#### Required actions
1) In the music blog post, condense the paragraph that begins "I’m pretty sure this is only on the list" into a short bulleted list that keeps its main facts.
2) Answer these questions from the music blog post, one short line each:
(a) What two versions of The Hands That Thieve are coming out at the same time?
(b) Which album does the writer credit for Fucked Up appearing on the list?
(c) What did the writer have at the end of the fall semester instead of exams?
3) Write the next part of the music blog post, picking up after its last sentence.
** begin Quoted passage **
16. Streetlight Manifesto

More ska I mostly listened to but now I don’t so much anymore. Except their third album is finally coming out and I am so excited. Tomas Kalnoky’s acoustic folk reworkings of the songs on Streetlight Lullabies was a nice placeholder for a little bit, although I ultimately didn’t listen to it as much as I thought I would. Really interested in how The Hands That Thieve is coming out with a Streetlight version and a Kalnoky acoustic version simultaneously.

17. Grizzly Bear

I’m pretty sure this is only on the list because my last.fm scrobbler screwed up one time and gave everything I listened to that week like 11 times as many listens as they actually had or something. Not that I don’t love this band though, but I haven’t listened to Horn of Plenty and only listened to Yellow House once or twice, so basically all of this comes from Veckatimest, which is fantastic. Not sure if Shields had come out yet when I took this list, because that would explain things, because that album is beautiful too.

18. Less Than Jake

Was my favorite ska-punk band in high school. Less so now. Basically just comes up on shuffle and I freak out for three minutes and then I’m good. Though this does happen a lot.

19. Fucked Up

Okay, I know this is only here because of David Comes To Life, which definitely gets more than a little bogged down by being way too long, but holy shit the first few songs are awesome.

20. The Pillows

I finally (notice a trend yet?) started listening to the material these guys have outside of what was featured in FLCL. It’s good.

Posted by: matthewjulius | December 17, 2012

Saturday Music Diary: Finals Week

So I haven’t been doing the Saturday Music Diary feature for a while here, because 1) between last semester and Bad Books Good Times, I never have time to write for Nihilist Penguins, and it seems dumb to only update this with music logs because I realize these posts might not be the most interesting to everyone, and 2) I can never remember to actually post them on Saturdays.

So my last fall semester of college ever just ended (oh god I’m almost an adult oh god) and I didn’t have any exams, but rather just a bunch of papers. Which I’m good with. I much prefer writing. You probably would never have guessed that, based on all the blogging I do. Anyway, here’s all the music that I decided would be good paper writing music.

  • Portishead
    I just put all of it on shuffle for a few hours. The three studio albums, the live album, just all of it on shuffle for a few hours because I couldn’t decide which one I wanted to listen to. Then I listened to the live album. Basically I just really love Portishead.
** end Quoted passage **
** begin Given entries **
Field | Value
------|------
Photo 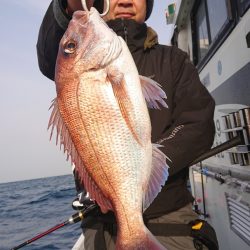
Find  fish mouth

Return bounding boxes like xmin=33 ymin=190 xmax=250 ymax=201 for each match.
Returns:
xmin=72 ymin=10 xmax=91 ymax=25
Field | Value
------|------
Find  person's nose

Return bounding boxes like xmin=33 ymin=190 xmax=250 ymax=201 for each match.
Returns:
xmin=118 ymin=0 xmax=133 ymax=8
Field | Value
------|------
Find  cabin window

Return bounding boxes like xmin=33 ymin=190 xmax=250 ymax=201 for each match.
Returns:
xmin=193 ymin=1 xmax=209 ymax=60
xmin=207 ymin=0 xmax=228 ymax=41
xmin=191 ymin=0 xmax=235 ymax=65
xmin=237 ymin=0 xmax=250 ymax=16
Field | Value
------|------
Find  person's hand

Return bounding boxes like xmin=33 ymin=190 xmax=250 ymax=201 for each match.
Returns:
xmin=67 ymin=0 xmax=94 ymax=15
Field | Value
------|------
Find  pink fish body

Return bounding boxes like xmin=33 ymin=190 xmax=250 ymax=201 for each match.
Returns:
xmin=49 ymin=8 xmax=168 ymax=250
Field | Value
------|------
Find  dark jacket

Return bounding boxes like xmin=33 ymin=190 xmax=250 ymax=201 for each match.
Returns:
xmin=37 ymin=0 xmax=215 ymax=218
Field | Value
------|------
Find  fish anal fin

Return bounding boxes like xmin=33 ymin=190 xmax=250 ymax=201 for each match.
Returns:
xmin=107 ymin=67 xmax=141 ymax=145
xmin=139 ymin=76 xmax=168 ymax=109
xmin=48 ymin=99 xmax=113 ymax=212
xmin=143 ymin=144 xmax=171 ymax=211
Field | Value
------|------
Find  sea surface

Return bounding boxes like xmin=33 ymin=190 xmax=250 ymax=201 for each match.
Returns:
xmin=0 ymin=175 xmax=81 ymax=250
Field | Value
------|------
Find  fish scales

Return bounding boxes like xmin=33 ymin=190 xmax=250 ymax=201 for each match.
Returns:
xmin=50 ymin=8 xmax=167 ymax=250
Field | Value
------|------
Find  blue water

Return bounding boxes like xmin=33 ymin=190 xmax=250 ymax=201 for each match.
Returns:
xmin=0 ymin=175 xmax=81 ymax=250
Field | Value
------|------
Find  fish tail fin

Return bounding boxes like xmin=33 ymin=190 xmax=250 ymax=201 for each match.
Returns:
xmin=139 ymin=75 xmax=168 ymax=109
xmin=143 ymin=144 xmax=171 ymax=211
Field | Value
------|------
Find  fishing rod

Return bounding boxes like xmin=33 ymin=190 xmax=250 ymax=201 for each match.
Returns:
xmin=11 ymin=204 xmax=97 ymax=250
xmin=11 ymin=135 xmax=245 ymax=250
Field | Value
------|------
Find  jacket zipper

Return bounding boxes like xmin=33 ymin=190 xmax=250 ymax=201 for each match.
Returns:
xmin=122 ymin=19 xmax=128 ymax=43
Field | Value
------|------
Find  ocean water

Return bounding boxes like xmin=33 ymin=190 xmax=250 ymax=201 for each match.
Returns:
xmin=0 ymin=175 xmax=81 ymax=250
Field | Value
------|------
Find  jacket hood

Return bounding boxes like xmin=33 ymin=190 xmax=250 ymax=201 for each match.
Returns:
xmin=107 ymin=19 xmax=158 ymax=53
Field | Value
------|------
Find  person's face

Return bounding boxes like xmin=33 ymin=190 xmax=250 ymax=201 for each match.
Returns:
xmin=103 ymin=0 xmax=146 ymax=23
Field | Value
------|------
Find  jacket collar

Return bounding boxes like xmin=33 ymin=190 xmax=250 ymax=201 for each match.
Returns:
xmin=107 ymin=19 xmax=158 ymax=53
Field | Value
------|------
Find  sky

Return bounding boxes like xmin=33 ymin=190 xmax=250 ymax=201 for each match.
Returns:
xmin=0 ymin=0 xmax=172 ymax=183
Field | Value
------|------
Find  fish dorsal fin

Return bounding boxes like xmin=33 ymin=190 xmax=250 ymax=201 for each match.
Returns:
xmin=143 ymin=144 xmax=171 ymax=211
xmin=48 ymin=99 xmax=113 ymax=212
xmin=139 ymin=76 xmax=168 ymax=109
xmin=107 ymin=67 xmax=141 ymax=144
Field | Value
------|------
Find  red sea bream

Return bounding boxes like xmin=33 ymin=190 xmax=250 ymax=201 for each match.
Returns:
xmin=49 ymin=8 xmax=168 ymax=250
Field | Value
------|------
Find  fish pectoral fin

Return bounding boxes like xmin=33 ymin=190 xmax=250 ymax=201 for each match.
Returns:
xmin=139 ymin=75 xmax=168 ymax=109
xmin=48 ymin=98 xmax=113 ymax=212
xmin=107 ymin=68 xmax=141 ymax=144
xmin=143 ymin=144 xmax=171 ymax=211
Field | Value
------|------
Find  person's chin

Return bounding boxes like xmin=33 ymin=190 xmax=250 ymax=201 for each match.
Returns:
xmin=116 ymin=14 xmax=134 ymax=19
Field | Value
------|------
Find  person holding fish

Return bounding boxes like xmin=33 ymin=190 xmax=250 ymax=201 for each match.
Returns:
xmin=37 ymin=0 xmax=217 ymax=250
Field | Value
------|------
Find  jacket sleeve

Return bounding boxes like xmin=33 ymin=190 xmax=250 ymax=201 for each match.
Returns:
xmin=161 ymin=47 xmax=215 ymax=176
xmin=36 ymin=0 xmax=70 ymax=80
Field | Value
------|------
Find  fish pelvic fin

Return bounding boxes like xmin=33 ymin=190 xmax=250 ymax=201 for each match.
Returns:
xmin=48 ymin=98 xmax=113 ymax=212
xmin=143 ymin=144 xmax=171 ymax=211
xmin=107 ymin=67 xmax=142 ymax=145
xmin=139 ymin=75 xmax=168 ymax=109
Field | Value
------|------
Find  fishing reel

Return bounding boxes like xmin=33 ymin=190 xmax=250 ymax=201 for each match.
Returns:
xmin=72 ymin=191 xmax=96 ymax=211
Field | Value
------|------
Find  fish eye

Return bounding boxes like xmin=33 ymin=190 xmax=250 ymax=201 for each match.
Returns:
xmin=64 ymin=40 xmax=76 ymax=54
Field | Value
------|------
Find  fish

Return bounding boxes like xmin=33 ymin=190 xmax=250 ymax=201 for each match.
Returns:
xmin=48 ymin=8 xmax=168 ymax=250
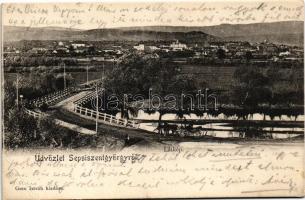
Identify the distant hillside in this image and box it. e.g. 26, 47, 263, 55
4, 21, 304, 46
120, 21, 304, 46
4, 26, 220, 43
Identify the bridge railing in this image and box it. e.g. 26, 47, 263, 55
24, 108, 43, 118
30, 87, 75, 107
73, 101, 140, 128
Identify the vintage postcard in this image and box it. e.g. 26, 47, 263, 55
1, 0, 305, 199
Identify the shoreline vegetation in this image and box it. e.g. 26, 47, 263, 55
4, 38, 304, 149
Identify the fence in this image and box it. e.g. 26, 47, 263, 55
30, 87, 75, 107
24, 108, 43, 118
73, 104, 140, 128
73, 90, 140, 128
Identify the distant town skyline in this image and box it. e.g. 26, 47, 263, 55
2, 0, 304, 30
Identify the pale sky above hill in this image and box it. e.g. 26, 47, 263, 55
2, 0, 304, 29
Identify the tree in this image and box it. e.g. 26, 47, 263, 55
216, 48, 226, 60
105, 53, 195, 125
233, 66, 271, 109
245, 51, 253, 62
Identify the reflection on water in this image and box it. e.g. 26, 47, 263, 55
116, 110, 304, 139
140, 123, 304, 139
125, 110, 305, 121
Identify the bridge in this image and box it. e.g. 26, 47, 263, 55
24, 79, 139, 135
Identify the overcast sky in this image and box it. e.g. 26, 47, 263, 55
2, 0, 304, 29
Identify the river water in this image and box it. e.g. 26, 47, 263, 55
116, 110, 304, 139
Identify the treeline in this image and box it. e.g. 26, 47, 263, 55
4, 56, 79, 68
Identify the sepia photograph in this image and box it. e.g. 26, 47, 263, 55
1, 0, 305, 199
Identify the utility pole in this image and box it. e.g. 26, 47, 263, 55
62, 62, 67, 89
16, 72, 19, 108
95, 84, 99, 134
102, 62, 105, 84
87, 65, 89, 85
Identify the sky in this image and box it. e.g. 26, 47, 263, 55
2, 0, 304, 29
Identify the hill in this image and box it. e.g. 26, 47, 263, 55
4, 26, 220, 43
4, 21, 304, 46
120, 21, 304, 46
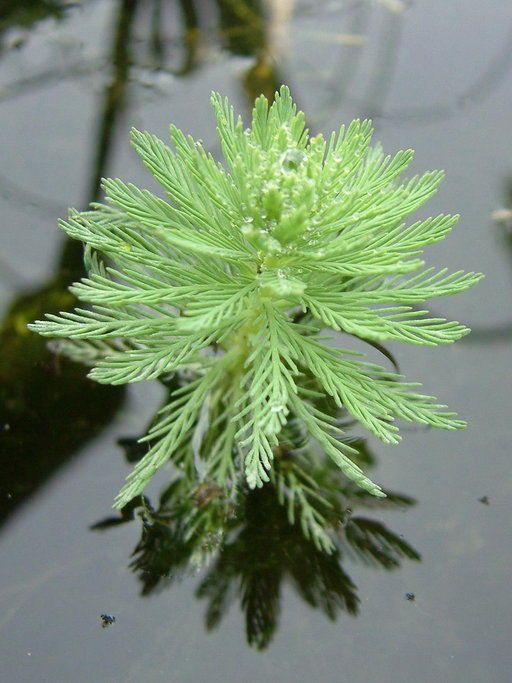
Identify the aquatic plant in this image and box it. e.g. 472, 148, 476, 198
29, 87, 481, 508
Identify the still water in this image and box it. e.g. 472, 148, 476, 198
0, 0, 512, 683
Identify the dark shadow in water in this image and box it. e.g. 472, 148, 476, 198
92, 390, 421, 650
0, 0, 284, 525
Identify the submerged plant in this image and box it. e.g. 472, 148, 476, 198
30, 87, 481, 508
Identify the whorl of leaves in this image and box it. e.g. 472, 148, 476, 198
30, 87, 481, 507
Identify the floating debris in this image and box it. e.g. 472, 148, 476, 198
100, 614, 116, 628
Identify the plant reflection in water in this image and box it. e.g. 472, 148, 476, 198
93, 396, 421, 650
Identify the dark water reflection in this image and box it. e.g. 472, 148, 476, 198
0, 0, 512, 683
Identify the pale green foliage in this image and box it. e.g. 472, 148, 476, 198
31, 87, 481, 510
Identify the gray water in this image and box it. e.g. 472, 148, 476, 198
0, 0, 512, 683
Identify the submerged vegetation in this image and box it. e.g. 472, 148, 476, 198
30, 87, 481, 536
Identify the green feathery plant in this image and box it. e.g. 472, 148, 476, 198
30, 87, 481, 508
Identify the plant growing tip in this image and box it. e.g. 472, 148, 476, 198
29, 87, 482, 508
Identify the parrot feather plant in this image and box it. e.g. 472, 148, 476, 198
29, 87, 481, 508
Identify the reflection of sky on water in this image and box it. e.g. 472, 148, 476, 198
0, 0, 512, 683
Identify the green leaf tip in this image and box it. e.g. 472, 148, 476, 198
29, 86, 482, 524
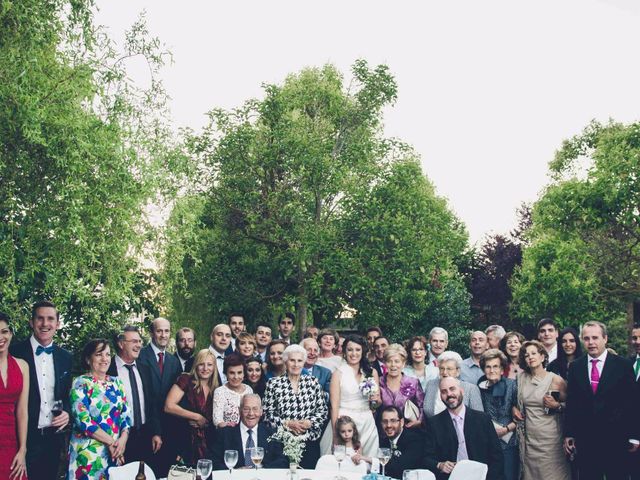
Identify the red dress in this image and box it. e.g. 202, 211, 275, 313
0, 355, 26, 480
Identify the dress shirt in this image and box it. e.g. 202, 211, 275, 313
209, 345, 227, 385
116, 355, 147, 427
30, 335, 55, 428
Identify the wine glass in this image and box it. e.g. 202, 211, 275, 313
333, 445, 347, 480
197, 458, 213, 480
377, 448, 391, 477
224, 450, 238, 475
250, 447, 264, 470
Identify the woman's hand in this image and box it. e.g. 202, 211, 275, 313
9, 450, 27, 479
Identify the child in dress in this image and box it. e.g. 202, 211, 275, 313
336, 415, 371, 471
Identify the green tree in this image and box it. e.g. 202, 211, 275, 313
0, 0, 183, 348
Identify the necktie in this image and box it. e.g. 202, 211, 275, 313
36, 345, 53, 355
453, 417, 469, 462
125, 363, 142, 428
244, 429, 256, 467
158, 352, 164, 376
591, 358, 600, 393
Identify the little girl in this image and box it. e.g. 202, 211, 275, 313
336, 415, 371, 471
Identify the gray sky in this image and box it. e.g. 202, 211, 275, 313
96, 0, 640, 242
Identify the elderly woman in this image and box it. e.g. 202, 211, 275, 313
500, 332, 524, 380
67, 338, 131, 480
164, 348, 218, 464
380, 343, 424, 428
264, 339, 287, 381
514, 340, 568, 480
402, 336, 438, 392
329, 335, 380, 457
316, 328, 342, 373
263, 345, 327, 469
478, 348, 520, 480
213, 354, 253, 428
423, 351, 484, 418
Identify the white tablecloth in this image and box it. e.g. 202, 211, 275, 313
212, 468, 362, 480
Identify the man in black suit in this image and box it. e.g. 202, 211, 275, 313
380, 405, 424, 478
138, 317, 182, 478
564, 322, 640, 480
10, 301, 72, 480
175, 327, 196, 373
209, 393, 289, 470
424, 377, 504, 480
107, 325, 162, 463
** end Given entries **
#### Exercise answers
1)
- The band's place on the list likely comes from a last.fm scrobbler glitch that gave one week's listens about 11 times their real count.
- The writer still loves the band.
- The writer hasn't listened to Horn of Plenty and has heard Yellow House only once or twice.
- Almost all of the listens come from Veckatimest, which the writer calls fantastic.
- If Shields was already out when the list was taken, that would also explain the ranking. That album is beautiful too.

2)
(a) A Streetlight version and a Kalnoky acoustic version.
(b) David Comes To Life.
(c) A bunch of papers.

3)
  • Dire Straits
    Lately I’ve started to really get into Dire Straits. When I say “really get into Dire Straits”, I also sort of mean “I listened to Brothers in Arms once and Making Movies twice, and ‘Far Away’, ‘Money For Nothing’, and ‘Romeo and Juliet’ like a zillion”. So I need to actually listen to these albums way more often, because it’s really good. Soon as I stop listening to “Romeo and Juliet” on repeat because I’m a sad person.
  • Afro Celt Soundsystem
    A good friend of mine and I were studying and he put Afro Celt Soundsystem on shuffle for about an hour. Still not sure if I like it or not.
  • Freddie Hubbard
    Kind of my favorite jazz musician, largely because I haven’t gotten around to getting more Lee Morgan yet. I’m a huge huge fan of Backlash and I’ve finally gotten around to listening to some of his other stuff and hearing how jazz changed over a huge amount of time, based on Born to Be Blue, Goin’ Up, High Energy, and Straight Life. But holy sweet goddamn, you guys, jazz is awesome.
  • Wilco
    So I finally got around to listening to Wilco, and oh my god, I’ve clearly been missing out, because I took one listen to Yankee Hotel Foxtrot and already loved it. Actually I just listened to “I Am Trying To Break Your Heart” and that was all it took. I really hope nobody looks too closely at my last.fm, because they’d see that I listened to “I Am Trying To Break Your Heart” about a billion times in the past few weeks. Which is especially bad coupled with how, as I’ve mentioned, I’ve also listened Dire Straits’ “Romeo and Juliet” about a billion times in the past few weeks.
  • Aphex TwinSo in addition to jazz, I’ve also started listening to electronic music. Which regular readers know isn’t new information. And new readers probably don’t care. I’m not sure why I’m writing any of these sentences.
    So I’ve basically just been listening to Richard D. James Album and …I Care Because You Do. The contrast between the hyperactive drums and smooth synthesized strings on “Girl/Boy Song” is amazing. This is fantastic music to work to.
  • …And You Will Know Us By The Trail of Dead
    I can only write papers to metal or hard rock if it’s really late at night. No idea why. It’s not because I feel tired, it’s just that time of night calls for something with loud guitars and maybe people who scream sometimes if I’m gonna be sitting in one place thinking about literary theory and stuff. Note that this is the first time in christ knows how long that I didn’t put on Black Sabbath to write a paper. I don’t know who I am anymore.
    Also, can we talk about how Worlds Apart has the ugliest album art?
  • Locust Toybox
    Locust Toybox is goddamn cute, that’s what it is.
  • MF DOOM
    Sometimes people come over to my apartment to do work with me and they complain that MF DOOM is really repetitive. But I’m trying to get work done and I sometimes hearing the same thing for four or five minutes at a time is exactly what I need?
  • Art Blakey & The Jazz Messengers
    Goddamn, I love jazz.
  • Boards of Canada
    Yeah, there’s no way I’m going to avoid using Boards of Canada as work music all the time now that I know it exists, is there?
Posted by: matthewjulius | December 13, 2012

An Open Letter To People Who Use Snapchat

Dear everyone who uses Snapchat,

Please stop.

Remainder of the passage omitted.